* _TEXT SEGMENT_
9.1Where the Buyer rejects any Goods then the Buyer shall have no further rights whatsoever in respect of the supply to the Buyer of such Goods or the failure by the Seller to supply Goods which conform to the contract of sale;

9.2Where the Buyer accepts or has been deemed to have accepted any Goods then the Seller shall have no liability whatsoever to the Buyer in respect of those Goods;

9.3The Seller shall not be liable to the Buyer for late delivery or short delivery of the Goods,



10.1This contract shall not be cancellable by the Buyer without the express written consent of the Seller;

10.2In the event that the Buyer shall fail to make payment in full when due, or commit any other breach of this contract or if any distress or execution shall be levied upon any of the Buyer’s Goods or if the Buyer offers to make any arrangement with his creditor or commits an act of bankruptcy or if any petition in bankruptcy is presented against the Buyer or the Buyer is unable to pay its debts as they fall due or, if being a limited company, any resolution or petition to wind up the Buyer (other than for the purpose of amalgamation or reconstruction without insolvency) shall be passed or presented or if a receiver, administrator, administrative receiver or manager shall be appointed over the whole or any part of the Buyer’s business or assets or if the Buyer shall suffer any analogous proceedings under foreign law all sums outstanding in respect of the Goods shall become payable immediately and the Seller may in its absolute discretion and without prejudice to any other rights which he may have:

10.2.1suspend all future deliveries of goods to the Buyer and/or terminate the contract without liability upon its part; and/or

10.2.2exercise any of its rights pursuant to clause 4 hereof;

10.3In the event that a Buyer purports to withdraw an order or alter the requirements or specifications of an order, the Seller may at his absolute discretion charge to the Buyer the costs of any materials purchased or work carried out in contemplation of such an order.



11.1Unless agreed in writing to the contrary, all samples supplied by the Seller to the Buyer will be payable for in full by the Buyer unless such samples are returned to the Seller, undamaged, carriage paid, within 30 days of the date of despatch of such samples;

11.2The Seller reserves the right in the event that work is required in respect of new patterns or tooling, altered patterns or tooling or patterns or tooling that have not been worked on by the Seller before to submit sample castings to the Buyer for approval. The Seller shall be under no obligation whatsoever to commence work upon or complete any order relating to such samples unless samples have been approved in writing by the Buyer. In the event that the Goods ordered are in small quantities, the Seller will not provide samples unless specifically requested by the Buyer at the time of order. The Buyer shall be responsible for the cost of such samples.



12.1Where the Goods are to be made to the Buyer’s own specification, pattern or design, the Buyer shall be responsible for the suitability and fitness of the specification, pattern or design and shall indemnify the Seller on a full indemnity basis against any infringement or any patent, registered design, copyright or any other intellectual property right and loss, damages or expense arising from any such infringement or claim for infringement.

* _EXERCISE REQUIREMENTS_
a – Reproduce a passage of the terms of sale, everything from "10.3In the event" down to "such an order.".
b – Translate this sentence from the terms of sale into Spanish: "In the event that the Goods ordered are in small quantities, the Seller will not provide samples unless specifically requested by the Buyer at the time of order."
The lines play no part in this work.

* _DATASET RECORDS_
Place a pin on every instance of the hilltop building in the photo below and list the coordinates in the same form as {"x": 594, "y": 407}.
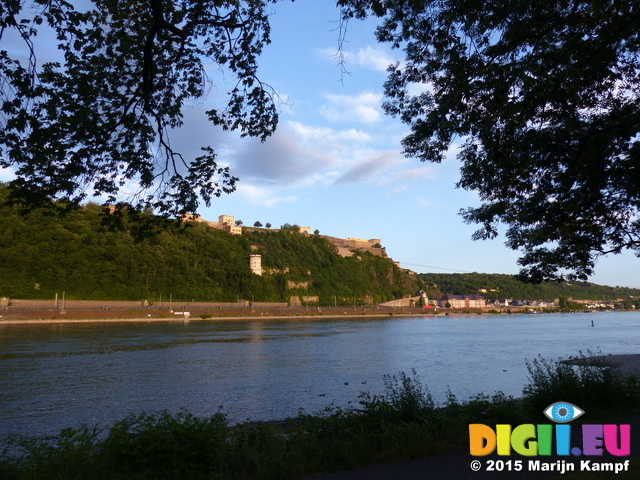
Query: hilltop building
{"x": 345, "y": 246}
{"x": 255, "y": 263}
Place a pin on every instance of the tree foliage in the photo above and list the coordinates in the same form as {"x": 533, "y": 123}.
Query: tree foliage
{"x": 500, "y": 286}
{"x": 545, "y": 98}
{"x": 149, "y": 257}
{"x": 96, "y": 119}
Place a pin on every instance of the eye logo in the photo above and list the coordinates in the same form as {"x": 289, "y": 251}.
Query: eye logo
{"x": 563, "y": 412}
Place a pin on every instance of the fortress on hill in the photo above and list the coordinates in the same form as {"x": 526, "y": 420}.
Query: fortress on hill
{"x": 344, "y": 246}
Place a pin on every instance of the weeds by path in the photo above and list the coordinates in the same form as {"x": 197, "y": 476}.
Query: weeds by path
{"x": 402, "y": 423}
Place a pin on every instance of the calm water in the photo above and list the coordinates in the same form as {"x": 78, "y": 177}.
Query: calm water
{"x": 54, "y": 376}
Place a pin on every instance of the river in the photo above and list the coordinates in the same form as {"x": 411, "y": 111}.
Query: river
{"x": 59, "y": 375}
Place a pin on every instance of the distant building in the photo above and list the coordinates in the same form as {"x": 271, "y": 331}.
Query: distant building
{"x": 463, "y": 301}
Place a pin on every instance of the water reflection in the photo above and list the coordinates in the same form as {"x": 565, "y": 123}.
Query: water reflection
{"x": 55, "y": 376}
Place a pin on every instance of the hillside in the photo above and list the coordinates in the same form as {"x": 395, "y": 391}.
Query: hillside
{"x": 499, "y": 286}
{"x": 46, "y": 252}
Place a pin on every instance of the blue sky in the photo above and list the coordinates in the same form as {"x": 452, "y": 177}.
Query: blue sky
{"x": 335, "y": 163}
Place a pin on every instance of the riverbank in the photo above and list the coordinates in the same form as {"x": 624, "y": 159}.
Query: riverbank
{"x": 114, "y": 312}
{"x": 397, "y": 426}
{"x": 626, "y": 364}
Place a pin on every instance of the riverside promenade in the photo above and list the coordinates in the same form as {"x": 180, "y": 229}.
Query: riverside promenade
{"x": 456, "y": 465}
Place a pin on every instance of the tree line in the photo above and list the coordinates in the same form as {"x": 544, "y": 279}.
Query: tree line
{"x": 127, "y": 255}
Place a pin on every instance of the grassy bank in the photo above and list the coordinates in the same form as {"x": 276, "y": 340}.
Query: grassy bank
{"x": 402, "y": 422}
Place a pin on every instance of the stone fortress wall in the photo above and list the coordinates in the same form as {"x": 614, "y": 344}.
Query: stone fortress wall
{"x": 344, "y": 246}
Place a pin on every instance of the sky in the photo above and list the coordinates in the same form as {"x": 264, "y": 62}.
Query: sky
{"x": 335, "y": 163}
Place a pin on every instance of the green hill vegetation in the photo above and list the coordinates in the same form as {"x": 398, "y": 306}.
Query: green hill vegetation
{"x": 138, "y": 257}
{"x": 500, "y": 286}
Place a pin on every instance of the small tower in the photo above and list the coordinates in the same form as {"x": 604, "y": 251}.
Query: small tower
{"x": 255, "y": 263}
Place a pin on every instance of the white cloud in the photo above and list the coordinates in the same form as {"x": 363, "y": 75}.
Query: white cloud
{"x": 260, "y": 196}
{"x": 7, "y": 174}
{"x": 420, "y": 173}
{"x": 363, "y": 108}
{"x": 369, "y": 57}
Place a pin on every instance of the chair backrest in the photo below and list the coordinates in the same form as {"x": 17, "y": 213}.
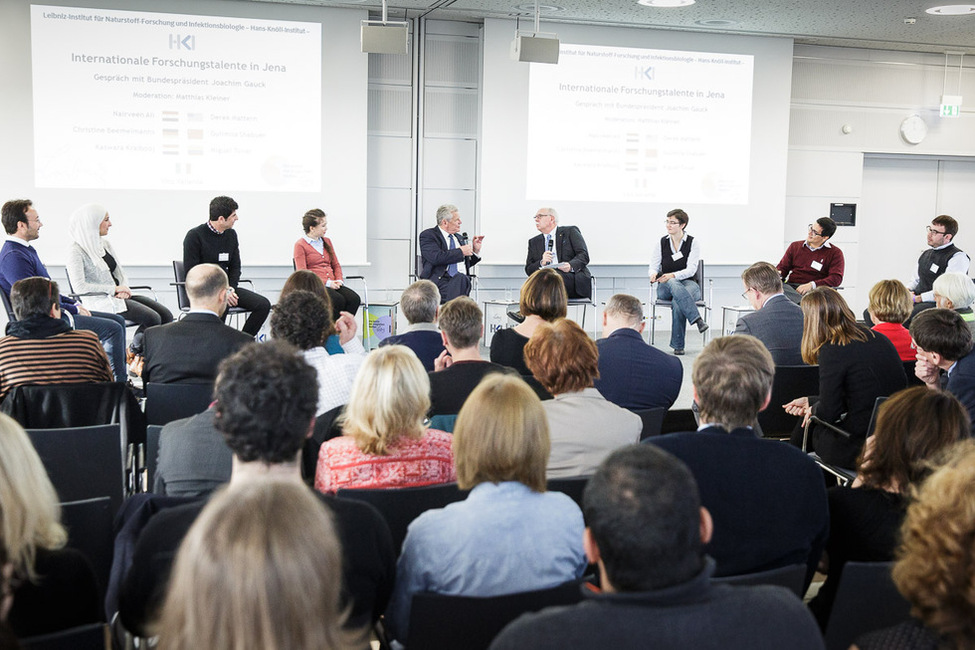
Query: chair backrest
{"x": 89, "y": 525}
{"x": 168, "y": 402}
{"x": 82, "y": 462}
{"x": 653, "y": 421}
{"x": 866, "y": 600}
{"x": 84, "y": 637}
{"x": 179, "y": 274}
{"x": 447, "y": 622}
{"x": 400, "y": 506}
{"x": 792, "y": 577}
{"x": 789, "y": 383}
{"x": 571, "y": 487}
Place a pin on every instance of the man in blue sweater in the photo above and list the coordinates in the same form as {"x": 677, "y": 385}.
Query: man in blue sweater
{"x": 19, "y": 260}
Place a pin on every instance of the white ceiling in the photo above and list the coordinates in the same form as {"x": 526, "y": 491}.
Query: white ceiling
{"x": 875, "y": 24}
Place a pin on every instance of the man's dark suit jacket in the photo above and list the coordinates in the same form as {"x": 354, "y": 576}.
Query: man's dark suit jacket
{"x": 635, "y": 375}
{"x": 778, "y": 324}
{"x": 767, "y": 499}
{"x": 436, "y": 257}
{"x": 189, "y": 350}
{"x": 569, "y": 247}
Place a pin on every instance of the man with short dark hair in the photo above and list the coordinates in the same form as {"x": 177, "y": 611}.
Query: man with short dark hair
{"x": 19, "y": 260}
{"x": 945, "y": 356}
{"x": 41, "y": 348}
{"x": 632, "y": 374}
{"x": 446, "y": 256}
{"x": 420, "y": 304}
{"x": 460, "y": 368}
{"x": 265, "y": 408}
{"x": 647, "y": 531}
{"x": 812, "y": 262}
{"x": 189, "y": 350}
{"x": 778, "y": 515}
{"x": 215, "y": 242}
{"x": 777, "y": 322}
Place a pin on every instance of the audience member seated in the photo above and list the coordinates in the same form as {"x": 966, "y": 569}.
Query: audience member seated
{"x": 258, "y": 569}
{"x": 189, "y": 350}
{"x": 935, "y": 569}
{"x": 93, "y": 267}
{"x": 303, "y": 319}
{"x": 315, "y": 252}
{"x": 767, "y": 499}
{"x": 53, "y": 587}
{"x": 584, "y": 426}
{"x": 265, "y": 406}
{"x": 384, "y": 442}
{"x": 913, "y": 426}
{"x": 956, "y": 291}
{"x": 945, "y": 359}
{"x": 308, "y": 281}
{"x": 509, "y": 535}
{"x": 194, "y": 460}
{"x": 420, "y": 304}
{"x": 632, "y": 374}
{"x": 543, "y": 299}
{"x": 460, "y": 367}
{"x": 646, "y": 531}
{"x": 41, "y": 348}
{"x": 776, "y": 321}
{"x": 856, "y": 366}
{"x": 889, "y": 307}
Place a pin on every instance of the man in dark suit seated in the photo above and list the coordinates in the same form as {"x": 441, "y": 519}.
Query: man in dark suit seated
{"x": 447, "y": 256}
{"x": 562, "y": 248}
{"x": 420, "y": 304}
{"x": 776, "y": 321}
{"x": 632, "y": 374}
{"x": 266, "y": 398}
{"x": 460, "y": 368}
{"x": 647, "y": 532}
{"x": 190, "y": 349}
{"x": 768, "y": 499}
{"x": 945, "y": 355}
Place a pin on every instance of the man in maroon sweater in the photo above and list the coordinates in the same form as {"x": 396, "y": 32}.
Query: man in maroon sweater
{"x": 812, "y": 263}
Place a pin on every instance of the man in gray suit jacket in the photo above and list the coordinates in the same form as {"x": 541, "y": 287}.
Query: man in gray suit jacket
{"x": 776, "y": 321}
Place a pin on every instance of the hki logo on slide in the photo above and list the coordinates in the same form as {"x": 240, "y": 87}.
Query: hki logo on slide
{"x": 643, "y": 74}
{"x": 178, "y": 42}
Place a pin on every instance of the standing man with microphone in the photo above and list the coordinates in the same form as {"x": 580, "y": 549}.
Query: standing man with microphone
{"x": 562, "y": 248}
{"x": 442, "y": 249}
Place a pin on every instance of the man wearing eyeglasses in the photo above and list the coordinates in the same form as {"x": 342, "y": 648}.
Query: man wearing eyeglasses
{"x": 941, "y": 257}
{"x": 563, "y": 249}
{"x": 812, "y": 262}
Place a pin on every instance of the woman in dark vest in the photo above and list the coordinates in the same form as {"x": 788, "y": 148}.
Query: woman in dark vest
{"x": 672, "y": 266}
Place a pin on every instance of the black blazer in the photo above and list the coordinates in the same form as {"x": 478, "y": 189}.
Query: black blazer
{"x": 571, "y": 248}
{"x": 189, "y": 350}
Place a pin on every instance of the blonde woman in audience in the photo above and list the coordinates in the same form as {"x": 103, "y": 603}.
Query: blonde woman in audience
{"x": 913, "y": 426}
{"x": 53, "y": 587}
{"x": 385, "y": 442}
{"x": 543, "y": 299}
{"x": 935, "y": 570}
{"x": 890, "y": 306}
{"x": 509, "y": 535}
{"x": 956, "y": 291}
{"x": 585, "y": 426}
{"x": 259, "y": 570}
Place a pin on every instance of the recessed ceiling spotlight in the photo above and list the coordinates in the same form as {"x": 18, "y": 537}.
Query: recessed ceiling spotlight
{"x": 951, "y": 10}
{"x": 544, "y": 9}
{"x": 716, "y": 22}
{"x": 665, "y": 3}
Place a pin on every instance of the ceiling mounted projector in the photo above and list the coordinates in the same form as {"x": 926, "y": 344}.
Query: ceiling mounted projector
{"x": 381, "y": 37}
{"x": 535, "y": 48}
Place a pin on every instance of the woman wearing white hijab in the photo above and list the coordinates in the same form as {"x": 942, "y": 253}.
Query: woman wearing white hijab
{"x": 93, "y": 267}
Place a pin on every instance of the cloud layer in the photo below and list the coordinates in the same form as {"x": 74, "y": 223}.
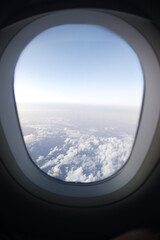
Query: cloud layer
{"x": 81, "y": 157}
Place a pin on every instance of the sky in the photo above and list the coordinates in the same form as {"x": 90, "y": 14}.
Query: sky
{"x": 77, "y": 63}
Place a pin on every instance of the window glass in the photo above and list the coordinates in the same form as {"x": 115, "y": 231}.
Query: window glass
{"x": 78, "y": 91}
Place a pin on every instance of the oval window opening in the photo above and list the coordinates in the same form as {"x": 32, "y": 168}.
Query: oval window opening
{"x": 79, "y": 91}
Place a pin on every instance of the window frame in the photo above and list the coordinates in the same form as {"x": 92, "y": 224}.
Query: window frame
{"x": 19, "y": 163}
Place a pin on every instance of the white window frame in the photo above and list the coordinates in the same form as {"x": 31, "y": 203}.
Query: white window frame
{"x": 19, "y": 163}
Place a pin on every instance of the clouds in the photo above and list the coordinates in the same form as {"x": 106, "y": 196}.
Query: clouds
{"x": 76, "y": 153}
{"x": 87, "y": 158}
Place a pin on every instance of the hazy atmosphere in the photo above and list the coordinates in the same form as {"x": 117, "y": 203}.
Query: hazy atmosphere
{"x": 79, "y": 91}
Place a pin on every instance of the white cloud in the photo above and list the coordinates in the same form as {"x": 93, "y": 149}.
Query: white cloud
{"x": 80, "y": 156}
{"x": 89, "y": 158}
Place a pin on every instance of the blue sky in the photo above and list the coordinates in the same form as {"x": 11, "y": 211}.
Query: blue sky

* _SOLUTIONS TO THE PROBLEMS_
a –
10.3In the event that a Buyer purports to withdraw an order or alter the requirements or specifications of an order, the Seller may at his absolute discretion charge to the Buyer the costs of any materials purchased or work carried out in contemplation of such an order.

b – En caso de que los Bienes pedidos sean en pequeñas cantidades, el Vendedor no proporcionará muestras a menos que el Comprador las solicite específicamente en el momento del pedido.